Using the information:
• 1. Name every language mentioned in the article on translation.
• 2. Based on the article on translation, decide whether each statement is true: (a) A Russian agreement begins with several "whereas" clauses. (b) The more literally accurate a translation is, the worse its style. (c) For marketing translations, some clients ask for a transcreation. Answer yes or no for each, and quote the words from the article that decide it.
• 3. Reproduce word for word the passage of the article on translation starting at "A common belief" and ending at "to the original.".

A common belief is that the best translation is one that does not sound like a translation at all. Readers do not even realize there was another mind between them and the author. This is often the case with literature, especially classic literature. Take, for example, the French translations of Edgar Allan Poe by Charles Baudelaire, which many consider superior to the original.
While this definition of a perfect translation is generally correct, it’s not universal. Some translations call for a different approach. Let’s look at two reasons why this standard may be impossible or even undesirable.
- Formal documents. A legal document follows a structure and rules specific to the source language and therefore does not lend itself to this type of “perfect” translation. No matter how hard a translator tries to make the translation feel more natural, he/she is limited by this structure and these rules. To make it feel more natural would require a complete overhaul. This is impossible, however, because no one wants a translated legal document that is substantially different from the original.
For example, a license agreement translated from English to Russian is bound to feel like a translation, because Russian legal documents are simply written in a different way. A Russian agreement begins with a clause about who is concluding the agreement and when, whereas an English agreement often begins with several “whereas” clauses. An English agreement often uses a lot of terms with relatively similar meaning, such as “indemnify, defend, and hold harmless” or “indirect, special, or consequential damages,” whereas a typical Russian agreement uses just one or two.
The bottom line is that regardless of how a translator attempts to create a perfect translation, a formal document will still have an “aftertaste” of the original language.
- Accuracy vs. style. The second, and even more important, reason is accuracy. The general principle is that the more literally accurate a translation is, the worse the style and the less natural it feels. The source and target languages are often miles away in terms of how a well-structured sentence looks. Going for 100% of the original meaning in the translation—and this is what literal accuracy is all about—leads to the feeling that even though the words in the translation are, say, Russian, the text actually reads like the source language, English. To eliminate this feeling, a translator needs to do two things:
- Omit words that are idiomatic in the source language, but are superfluous in the target language.
- Go for idiomatic phrases in the target language, even though they may not convey 100% of the original meaning.
Very often, however, this is not an option. When translating a user manual or a clinical trial protocol, accuracy is so important that choosing style over accuracy is completely out of the question.
Another reason that translators choose accuracy over style is the fear of being reprimanded for doing otherwise. With accuracy being one of the main evaluation criteria used by translation agencies and direct clients, how many translators have the courage to stray from it in the ways suggested above? Not many, I guess. Most translators prefer to be on the safe side, putting accuracy first and style second. This makes it important for clients to voice their expectations. For instance, with marketing translations, some clients ask us to avoid a word-for-word translation and make a “transcreation” instead.
Making a translation sound like it is not a translation at all can be a challenge. With more formal documents, it is next to impossible. With less formal documents, it is easier to achieve, as long as a translator feels it is okay to sacrifice accuracy for style. Because the translator doesn’t know what is right for a specific client, it is important that clients let translators know their expectations about the balance of accuracy and style.
And what is your opinion? Is style really more important than accuracy, since a good translation doesn’t feel like a translation?

Saved entries
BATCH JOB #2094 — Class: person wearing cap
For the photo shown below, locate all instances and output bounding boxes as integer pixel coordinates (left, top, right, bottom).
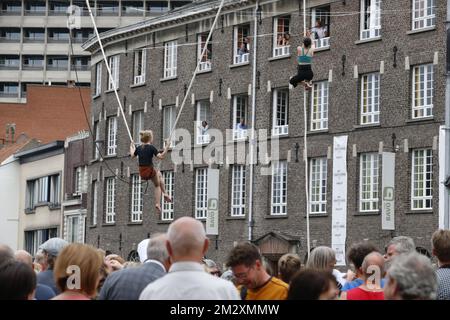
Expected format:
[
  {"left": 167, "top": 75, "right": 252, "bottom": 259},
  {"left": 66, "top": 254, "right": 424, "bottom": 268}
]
[{"left": 37, "top": 238, "right": 69, "bottom": 294}]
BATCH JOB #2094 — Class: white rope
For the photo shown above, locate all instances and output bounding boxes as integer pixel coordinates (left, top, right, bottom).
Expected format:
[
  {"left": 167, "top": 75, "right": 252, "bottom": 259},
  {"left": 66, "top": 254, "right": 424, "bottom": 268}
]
[
  {"left": 86, "top": 0, "right": 134, "bottom": 142},
  {"left": 303, "top": 0, "right": 311, "bottom": 259},
  {"left": 166, "top": 0, "right": 225, "bottom": 145}
]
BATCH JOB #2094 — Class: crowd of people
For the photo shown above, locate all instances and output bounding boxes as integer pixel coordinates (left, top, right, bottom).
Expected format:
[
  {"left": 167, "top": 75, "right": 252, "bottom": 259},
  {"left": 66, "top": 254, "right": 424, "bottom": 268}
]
[{"left": 0, "top": 217, "right": 450, "bottom": 300}]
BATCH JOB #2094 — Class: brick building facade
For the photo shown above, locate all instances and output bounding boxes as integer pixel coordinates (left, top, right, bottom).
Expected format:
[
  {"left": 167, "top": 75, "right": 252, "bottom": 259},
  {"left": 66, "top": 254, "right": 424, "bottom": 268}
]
[{"left": 84, "top": 0, "right": 447, "bottom": 268}]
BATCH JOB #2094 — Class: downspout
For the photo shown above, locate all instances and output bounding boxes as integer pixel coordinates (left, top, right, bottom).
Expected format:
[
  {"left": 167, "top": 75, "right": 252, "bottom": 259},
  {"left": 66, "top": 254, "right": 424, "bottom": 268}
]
[{"left": 248, "top": 0, "right": 258, "bottom": 241}]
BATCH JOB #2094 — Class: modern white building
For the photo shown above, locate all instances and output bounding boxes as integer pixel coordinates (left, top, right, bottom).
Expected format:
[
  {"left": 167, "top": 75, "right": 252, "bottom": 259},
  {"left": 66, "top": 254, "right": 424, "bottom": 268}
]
[{"left": 0, "top": 0, "right": 191, "bottom": 102}]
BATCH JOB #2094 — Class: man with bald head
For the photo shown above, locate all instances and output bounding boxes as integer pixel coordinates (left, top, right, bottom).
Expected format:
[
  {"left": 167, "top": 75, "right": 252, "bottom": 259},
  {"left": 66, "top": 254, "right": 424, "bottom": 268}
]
[
  {"left": 341, "top": 251, "right": 384, "bottom": 300},
  {"left": 14, "top": 250, "right": 56, "bottom": 300},
  {"left": 140, "top": 217, "right": 239, "bottom": 300}
]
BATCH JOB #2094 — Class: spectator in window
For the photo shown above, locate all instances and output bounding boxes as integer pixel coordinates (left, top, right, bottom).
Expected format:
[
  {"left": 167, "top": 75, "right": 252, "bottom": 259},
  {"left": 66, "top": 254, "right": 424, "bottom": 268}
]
[
  {"left": 99, "top": 234, "right": 170, "bottom": 300},
  {"left": 384, "top": 252, "right": 437, "bottom": 300},
  {"left": 278, "top": 253, "right": 302, "bottom": 283},
  {"left": 287, "top": 269, "right": 339, "bottom": 300},
  {"left": 226, "top": 242, "right": 288, "bottom": 300},
  {"left": 431, "top": 230, "right": 450, "bottom": 300},
  {"left": 283, "top": 32, "right": 291, "bottom": 46},
  {"left": 198, "top": 120, "right": 209, "bottom": 136},
  {"left": 311, "top": 19, "right": 327, "bottom": 40},
  {"left": 14, "top": 250, "right": 55, "bottom": 300},
  {"left": 341, "top": 252, "right": 384, "bottom": 300},
  {"left": 37, "top": 238, "right": 69, "bottom": 294},
  {"left": 52, "top": 243, "right": 103, "bottom": 300}
]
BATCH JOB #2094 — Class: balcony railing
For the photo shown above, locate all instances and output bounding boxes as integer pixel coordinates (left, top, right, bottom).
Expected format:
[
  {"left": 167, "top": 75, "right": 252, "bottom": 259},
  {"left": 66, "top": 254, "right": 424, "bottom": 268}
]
[
  {"left": 198, "top": 61, "right": 211, "bottom": 71},
  {"left": 272, "top": 124, "right": 289, "bottom": 136},
  {"left": 273, "top": 46, "right": 291, "bottom": 57},
  {"left": 314, "top": 37, "right": 330, "bottom": 49},
  {"left": 234, "top": 53, "right": 250, "bottom": 64}
]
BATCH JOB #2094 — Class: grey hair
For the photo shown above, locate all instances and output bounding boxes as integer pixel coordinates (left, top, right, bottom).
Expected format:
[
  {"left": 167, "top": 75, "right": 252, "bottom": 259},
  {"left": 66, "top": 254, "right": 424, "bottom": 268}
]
[
  {"left": 388, "top": 252, "right": 437, "bottom": 300},
  {"left": 388, "top": 236, "right": 416, "bottom": 254},
  {"left": 147, "top": 233, "right": 169, "bottom": 263},
  {"left": 306, "top": 246, "right": 336, "bottom": 271}
]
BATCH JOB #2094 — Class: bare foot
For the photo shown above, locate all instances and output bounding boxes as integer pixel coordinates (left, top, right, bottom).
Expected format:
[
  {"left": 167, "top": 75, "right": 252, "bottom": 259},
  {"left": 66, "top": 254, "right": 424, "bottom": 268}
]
[{"left": 163, "top": 193, "right": 172, "bottom": 203}]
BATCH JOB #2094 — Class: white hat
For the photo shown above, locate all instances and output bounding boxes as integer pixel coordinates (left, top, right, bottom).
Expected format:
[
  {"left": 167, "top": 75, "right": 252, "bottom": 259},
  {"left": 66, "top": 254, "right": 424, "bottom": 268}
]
[{"left": 137, "top": 239, "right": 150, "bottom": 263}]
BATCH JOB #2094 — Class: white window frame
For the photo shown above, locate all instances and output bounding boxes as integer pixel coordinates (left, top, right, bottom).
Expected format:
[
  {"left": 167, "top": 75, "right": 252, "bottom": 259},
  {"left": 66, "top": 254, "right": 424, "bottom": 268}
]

Answers by task:
• 1. French, English, Russian

• 2.
(a) No: "A Russian agreement begins with a clause about who is concluding the agreement and when, whereas an English agreement often begins with several “whereas” clauses."
(b) Yes: "the more literally accurate a translation is, the worse the style and the less natural it feels"
(c) Yes: "with marketing translations, some clients ask us to avoid a word-for-word translation and make a “transcreation” instead"

• 3.
A common belief is that the best translation is one that does not sound like a translation at all. Readers do not even realize there was another mind between them and the author. This is often the case with literature, especially classic literature. Take, for example, the French translations of Edgar Allan Poe by Charles Baudelaire, which many consider superior to the original.